◆ Required action ◆
An exact copy is needed of each line from the one including "the white lettering" through the last line of the entries, both ends counted, with nothing added.

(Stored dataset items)

★ ★ ★

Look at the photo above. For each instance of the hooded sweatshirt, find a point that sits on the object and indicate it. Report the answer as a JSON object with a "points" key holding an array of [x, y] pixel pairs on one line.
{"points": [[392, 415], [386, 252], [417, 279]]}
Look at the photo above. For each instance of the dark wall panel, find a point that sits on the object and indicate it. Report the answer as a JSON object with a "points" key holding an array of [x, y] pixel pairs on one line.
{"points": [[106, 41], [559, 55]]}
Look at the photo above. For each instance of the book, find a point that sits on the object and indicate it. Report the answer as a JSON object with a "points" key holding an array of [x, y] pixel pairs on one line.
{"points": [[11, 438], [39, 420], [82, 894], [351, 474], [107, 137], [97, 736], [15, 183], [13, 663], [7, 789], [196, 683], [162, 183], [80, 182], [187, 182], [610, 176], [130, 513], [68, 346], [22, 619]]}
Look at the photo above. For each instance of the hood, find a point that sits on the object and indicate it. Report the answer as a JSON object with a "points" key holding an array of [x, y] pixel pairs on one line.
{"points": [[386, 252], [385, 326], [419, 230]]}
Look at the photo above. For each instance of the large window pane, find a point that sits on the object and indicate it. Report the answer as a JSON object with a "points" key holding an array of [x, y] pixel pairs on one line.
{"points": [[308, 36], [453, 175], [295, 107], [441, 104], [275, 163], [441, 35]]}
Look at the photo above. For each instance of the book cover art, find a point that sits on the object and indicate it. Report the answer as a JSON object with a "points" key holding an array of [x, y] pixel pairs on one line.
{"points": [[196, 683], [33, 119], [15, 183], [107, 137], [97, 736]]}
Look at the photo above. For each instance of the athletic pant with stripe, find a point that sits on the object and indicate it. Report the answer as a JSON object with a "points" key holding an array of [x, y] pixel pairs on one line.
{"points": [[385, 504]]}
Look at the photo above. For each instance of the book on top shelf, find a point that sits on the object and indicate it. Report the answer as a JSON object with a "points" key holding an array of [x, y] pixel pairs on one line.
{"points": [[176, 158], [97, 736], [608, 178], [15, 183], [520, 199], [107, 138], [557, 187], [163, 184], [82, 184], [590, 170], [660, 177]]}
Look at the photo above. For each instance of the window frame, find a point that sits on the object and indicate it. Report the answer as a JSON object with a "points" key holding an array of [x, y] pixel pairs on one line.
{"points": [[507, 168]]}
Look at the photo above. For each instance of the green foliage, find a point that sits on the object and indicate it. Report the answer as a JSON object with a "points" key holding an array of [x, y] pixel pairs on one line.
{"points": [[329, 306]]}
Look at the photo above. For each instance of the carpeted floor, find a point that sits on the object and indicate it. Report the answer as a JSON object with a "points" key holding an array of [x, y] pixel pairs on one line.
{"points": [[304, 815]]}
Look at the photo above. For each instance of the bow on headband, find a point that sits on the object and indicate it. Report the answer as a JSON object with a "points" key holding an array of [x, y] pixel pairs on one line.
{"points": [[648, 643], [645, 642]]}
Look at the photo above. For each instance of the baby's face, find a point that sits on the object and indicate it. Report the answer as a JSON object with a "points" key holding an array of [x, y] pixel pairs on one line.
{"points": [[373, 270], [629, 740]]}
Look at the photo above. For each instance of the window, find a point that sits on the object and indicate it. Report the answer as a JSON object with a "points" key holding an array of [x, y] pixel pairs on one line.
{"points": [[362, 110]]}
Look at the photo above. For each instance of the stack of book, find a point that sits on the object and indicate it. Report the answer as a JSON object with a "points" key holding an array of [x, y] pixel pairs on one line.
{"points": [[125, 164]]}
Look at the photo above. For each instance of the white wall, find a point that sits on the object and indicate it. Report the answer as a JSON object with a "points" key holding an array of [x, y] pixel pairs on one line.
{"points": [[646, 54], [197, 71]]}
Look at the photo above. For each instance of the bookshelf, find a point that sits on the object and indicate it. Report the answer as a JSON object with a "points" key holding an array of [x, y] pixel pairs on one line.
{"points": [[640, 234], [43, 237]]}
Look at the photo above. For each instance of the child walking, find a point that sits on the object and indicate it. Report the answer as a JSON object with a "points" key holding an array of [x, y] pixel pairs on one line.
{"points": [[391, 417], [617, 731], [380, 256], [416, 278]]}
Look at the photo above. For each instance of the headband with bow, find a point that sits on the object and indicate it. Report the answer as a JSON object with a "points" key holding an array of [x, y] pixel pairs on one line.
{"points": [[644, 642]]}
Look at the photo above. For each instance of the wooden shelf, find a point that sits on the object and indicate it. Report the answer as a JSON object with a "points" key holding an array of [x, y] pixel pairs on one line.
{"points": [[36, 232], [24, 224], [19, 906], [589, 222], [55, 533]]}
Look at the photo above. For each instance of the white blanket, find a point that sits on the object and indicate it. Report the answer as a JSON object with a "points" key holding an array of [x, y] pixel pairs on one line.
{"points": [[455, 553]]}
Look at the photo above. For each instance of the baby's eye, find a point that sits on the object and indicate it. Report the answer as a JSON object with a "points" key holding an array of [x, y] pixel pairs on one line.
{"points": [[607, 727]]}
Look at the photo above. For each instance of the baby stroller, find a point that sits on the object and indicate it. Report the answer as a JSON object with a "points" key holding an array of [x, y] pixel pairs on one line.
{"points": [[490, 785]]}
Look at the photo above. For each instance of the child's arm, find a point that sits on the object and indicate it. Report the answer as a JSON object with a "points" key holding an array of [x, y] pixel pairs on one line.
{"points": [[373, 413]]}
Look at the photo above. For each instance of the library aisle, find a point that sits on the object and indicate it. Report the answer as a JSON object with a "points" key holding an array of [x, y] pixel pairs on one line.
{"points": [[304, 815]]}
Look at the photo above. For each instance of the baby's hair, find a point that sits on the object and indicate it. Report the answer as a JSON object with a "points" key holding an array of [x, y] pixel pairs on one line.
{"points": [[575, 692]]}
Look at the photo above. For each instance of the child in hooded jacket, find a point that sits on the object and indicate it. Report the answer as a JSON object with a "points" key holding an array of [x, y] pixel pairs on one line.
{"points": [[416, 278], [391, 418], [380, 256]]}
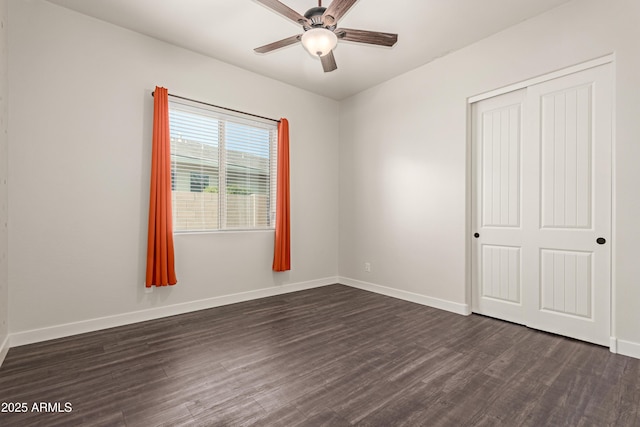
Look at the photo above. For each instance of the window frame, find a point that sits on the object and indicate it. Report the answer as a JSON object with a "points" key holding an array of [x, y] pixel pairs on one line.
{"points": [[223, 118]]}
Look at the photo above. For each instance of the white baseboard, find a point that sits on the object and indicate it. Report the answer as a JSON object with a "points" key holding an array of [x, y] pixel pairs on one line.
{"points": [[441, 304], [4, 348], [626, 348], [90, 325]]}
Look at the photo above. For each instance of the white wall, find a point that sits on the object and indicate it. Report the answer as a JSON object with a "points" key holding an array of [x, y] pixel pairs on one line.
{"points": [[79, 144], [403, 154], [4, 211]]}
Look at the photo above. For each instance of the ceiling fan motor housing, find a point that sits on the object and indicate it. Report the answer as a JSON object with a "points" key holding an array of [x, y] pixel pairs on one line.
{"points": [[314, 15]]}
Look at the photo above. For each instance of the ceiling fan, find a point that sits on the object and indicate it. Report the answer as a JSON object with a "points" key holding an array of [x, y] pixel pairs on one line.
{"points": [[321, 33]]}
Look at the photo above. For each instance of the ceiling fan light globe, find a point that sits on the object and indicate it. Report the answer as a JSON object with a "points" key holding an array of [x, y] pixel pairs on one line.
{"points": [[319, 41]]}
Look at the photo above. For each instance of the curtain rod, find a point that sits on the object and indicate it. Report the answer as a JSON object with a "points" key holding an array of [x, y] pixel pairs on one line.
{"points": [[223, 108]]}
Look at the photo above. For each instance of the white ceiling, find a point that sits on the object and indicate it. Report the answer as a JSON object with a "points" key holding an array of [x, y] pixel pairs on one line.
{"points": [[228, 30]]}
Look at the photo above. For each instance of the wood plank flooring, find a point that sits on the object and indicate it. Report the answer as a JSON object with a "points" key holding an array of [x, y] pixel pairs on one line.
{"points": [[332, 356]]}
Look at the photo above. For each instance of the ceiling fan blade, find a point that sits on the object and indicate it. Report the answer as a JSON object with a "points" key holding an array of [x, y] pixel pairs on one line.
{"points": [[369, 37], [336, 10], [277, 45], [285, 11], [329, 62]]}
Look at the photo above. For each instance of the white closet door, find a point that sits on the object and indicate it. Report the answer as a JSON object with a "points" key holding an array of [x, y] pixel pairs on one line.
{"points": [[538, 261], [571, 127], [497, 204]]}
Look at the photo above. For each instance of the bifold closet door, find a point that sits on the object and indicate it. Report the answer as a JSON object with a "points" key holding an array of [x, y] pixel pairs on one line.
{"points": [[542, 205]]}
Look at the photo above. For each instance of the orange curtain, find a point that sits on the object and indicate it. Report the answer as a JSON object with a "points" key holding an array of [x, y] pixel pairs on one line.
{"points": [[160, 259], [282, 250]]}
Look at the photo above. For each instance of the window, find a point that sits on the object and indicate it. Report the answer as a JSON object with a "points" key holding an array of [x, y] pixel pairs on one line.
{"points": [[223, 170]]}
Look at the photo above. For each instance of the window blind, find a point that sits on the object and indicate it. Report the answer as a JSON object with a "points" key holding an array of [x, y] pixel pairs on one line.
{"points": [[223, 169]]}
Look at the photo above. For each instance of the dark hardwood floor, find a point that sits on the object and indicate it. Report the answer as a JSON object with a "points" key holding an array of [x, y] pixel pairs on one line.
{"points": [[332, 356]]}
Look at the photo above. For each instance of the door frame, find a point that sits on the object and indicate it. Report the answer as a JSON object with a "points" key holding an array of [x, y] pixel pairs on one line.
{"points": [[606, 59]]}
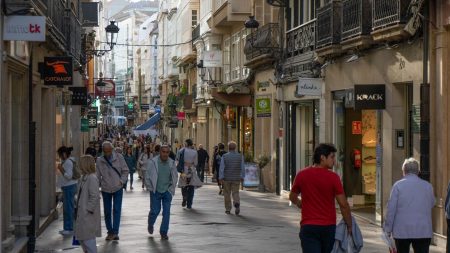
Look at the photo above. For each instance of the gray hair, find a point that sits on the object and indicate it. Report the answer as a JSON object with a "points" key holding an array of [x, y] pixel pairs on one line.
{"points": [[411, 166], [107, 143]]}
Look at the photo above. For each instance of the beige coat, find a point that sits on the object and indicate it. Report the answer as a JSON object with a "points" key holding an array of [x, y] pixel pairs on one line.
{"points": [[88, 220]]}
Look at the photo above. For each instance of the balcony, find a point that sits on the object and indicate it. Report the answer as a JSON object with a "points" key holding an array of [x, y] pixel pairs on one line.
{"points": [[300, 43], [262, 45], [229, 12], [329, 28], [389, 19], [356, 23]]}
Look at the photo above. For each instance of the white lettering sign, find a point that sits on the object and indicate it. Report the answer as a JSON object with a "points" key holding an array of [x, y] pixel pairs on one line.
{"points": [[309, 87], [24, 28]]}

★ ★ ★

◆ Result ◆
Look at the photo above. For each instance of the white lettering sign, find a point that sits on the object and indicate it. Report the answer as a JSON object with a "points" key holding an array of [x, y] pixel pairs on one line.
{"points": [[309, 87], [24, 28]]}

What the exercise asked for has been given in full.